Можете заново привести все строки ниже вместе с запросами, масштабировав координаты точек в ответах: умножить каждую на 1,6 и округлить до целого, половины в большую сторону? Изображения в ответ не включайте.

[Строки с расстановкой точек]
┌────────

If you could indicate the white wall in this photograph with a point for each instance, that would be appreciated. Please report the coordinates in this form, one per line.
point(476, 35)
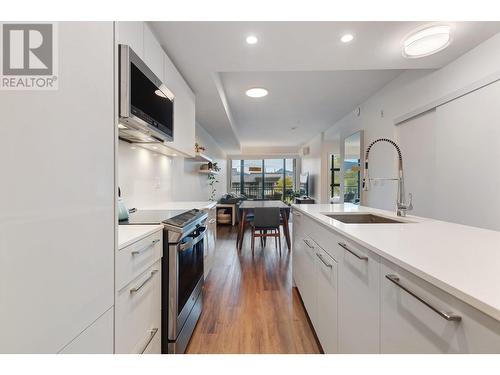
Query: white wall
point(191, 185)
point(147, 178)
point(57, 216)
point(408, 92)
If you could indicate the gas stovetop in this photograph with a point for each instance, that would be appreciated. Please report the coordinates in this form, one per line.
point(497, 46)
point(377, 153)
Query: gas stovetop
point(185, 219)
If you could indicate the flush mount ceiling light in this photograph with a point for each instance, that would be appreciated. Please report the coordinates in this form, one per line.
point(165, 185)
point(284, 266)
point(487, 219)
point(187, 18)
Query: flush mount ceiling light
point(427, 41)
point(160, 93)
point(256, 92)
point(252, 39)
point(346, 38)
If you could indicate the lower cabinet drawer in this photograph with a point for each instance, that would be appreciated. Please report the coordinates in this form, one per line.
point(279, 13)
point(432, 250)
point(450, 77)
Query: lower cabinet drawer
point(133, 260)
point(138, 312)
point(154, 346)
point(417, 317)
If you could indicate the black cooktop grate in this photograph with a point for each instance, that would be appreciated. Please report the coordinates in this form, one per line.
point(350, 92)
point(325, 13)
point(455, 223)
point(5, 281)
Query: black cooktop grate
point(184, 219)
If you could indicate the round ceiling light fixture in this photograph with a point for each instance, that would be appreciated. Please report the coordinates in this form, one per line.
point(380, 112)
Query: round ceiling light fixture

└────────

▸ РЕЗУЛЬТАТ ЗАДАНИЯ:
If you could indicate the white wall in this photograph with a point for each instance, that would be appreciated. Please report the coordinates in this form, one per line.
point(476, 35)
Query: white wall
point(306, 296)
point(235, 285)
point(91, 346)
point(653, 147)
If you could indicate the gas stovetop in this photograph with a point for each instance, that would be appreciated. Please report the coordinates in this form, one per line.
point(497, 46)
point(377, 153)
Query: gas stovetop
point(296, 350)
If you could indicate the flush mount ceiling light in this photograph with a point for each instance, that would be appreciated. Please report the coordinates in this form, one per line.
point(165, 185)
point(284, 266)
point(487, 219)
point(187, 18)
Query: flush mount ceiling light
point(683, 66)
point(256, 149)
point(410, 147)
point(403, 62)
point(554, 61)
If you could indicate the lower cabinet drawer in this photograph with a point for each instance, that would be appreciated. Please report the coordinates in this form, one per line.
point(279, 13)
point(432, 250)
point(450, 77)
Query: lower cabinet drawer
point(213, 416)
point(221, 499)
point(246, 554)
point(667, 507)
If you could indicate the black cooktop grate in this photograph with a point for each instance, that would be appreciated. Please report the coordinates in this form, one per line.
point(350, 92)
point(325, 13)
point(455, 223)
point(5, 281)
Query: black cooktop grate
point(294, 350)
If you could indicate the round ceiling light fixture in this photograph with a point for each instance, that would be appreciated. Please report the coordinates in this form, one per line.
point(380, 112)
Query: round ceiling light fixture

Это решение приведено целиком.